Image point annotation entries
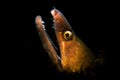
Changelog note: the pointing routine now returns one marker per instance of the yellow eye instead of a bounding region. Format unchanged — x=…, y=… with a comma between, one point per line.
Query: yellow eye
x=68, y=35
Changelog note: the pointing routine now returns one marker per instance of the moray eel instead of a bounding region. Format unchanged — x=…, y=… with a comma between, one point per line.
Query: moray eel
x=75, y=56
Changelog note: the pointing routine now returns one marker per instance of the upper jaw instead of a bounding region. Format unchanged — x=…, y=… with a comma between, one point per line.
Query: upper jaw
x=60, y=22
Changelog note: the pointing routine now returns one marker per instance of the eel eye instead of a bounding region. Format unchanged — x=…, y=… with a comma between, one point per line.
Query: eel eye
x=68, y=35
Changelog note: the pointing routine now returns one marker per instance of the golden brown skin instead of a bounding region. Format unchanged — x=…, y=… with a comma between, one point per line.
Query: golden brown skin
x=75, y=56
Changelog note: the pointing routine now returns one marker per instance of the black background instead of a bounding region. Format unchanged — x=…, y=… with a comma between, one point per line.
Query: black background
x=91, y=21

#### REQUIRED WORK:
Can you rewrite the rows, beginning at the line that contains "of the upper" and stopping after the last row, with every line included? Multiply each x and y coordinate in the answers by 0.9 and round to the nearest whole number, with halves going up.

#### TASK RESULT:
Changelog note: the pointing routine now returns one marker per instance of the upper jaw instead of a bounding region. Format unchanged — x=…, y=… with a comma between, one point per line.
Query: upper jaw
x=54, y=20
Changelog note: the pointing routine now returns one marker per instance of the eel eye instead of a bounding region. Format unchanged — x=…, y=… with a comma between, one point per line.
Query: eel eye
x=61, y=32
Changelog note: the pointing routine now returns one marker per instance of the golden brown skin instead of a bounding region. Format unchanged — x=…, y=… with a comma between, one point per line.
Query: golden brown skin
x=68, y=50
Changelog note: the pointing routine now returns one marker per instance of the black background instead of a bounding region. Format unchanged — x=…, y=… with a comma between, one point per line.
Query: black background
x=82, y=19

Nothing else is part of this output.